Saved data entries:
□ □ □

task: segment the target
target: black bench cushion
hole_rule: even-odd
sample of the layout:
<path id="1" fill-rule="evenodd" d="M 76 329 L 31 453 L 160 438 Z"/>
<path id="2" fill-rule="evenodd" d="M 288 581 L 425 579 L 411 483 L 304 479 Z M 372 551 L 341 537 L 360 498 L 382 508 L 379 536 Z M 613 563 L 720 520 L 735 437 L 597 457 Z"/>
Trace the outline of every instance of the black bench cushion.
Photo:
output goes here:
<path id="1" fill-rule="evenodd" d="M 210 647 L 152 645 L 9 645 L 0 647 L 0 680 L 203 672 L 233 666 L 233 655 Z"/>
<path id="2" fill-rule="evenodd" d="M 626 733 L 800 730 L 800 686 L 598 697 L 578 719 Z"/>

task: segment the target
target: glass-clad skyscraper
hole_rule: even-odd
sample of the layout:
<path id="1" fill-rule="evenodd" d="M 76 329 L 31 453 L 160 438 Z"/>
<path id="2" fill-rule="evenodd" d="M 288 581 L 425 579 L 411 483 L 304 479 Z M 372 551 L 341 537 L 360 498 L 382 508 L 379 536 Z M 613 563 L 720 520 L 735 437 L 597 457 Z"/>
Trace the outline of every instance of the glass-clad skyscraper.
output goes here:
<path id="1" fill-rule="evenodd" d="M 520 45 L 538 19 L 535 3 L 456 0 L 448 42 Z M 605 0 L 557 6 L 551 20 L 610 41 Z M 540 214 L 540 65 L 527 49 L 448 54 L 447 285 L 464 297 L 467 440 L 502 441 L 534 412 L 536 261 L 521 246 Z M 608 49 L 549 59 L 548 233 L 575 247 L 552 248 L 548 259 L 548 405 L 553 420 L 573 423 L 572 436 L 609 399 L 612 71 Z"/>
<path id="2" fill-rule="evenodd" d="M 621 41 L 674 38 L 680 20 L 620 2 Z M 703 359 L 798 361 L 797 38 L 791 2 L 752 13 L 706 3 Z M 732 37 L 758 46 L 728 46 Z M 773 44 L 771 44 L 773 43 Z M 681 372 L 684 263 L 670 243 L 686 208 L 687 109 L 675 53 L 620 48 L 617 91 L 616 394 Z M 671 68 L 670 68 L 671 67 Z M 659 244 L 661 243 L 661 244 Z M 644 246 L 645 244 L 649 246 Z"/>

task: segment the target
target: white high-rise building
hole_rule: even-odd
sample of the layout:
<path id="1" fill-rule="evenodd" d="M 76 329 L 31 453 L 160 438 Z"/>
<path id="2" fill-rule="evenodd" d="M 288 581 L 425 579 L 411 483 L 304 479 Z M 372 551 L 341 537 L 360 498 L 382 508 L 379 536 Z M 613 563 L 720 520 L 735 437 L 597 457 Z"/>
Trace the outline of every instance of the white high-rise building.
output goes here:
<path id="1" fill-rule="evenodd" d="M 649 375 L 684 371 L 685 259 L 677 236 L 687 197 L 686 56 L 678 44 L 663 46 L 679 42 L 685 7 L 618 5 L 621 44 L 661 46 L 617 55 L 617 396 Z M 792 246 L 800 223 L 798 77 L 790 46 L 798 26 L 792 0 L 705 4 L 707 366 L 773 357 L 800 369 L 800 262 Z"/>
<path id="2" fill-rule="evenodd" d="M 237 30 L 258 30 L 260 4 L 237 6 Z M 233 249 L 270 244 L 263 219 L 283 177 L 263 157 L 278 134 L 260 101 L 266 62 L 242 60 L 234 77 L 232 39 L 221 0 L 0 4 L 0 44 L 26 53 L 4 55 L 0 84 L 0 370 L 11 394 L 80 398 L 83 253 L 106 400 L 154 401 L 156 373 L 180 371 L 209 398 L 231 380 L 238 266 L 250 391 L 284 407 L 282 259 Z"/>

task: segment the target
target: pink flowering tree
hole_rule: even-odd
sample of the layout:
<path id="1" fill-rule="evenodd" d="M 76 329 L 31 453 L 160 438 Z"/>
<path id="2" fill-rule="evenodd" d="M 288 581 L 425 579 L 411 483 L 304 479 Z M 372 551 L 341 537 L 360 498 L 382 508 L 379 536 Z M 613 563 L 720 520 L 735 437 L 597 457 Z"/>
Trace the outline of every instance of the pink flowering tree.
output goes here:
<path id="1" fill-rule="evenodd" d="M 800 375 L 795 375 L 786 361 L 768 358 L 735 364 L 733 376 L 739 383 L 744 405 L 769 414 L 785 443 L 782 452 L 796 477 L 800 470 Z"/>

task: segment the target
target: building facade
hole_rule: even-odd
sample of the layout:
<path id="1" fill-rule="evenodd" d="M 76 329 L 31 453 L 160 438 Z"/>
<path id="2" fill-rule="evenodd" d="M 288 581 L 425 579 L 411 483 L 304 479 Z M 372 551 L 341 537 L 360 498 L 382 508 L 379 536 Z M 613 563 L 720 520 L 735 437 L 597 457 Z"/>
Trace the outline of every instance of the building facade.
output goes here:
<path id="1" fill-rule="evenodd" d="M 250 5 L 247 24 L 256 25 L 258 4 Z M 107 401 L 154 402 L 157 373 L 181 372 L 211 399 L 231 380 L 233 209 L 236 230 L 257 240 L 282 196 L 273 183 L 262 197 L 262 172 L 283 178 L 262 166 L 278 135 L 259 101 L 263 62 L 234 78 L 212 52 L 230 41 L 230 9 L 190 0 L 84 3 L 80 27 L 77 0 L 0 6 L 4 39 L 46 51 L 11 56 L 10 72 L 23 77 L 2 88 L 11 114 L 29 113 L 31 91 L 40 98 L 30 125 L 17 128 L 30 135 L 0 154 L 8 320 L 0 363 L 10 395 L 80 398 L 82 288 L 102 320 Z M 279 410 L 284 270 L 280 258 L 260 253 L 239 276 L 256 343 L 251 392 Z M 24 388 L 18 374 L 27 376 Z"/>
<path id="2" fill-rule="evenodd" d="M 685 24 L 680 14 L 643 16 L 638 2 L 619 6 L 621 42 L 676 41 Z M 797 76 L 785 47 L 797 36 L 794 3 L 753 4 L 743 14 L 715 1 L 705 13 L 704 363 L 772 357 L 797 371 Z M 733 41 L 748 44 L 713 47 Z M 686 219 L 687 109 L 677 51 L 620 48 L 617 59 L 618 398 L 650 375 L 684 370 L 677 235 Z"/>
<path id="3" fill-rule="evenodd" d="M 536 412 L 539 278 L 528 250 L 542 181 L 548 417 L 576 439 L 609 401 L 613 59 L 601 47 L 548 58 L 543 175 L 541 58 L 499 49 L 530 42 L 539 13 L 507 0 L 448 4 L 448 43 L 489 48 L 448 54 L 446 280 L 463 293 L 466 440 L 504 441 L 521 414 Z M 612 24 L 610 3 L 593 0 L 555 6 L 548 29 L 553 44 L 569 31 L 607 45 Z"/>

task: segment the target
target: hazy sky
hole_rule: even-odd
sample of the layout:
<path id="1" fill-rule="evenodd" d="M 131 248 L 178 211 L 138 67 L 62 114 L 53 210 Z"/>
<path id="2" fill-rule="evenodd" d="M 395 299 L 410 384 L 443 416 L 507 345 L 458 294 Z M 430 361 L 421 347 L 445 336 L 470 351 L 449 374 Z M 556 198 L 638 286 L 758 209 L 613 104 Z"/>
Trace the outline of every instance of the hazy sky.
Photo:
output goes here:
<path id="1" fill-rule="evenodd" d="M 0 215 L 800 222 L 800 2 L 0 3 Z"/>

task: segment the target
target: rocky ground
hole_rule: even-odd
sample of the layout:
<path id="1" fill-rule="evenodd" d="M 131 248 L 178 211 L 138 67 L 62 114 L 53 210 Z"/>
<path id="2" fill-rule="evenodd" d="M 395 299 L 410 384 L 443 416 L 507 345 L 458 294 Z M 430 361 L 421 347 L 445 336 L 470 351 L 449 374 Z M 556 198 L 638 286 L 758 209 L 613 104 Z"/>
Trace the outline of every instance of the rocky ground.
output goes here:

□ □ □

REQUIRED WORK = Bring together each line above where the string "ground" turns up.

OUTPUT OF THE TASK =
target: rocky ground
Trace the outline of every instance of the rocky ground.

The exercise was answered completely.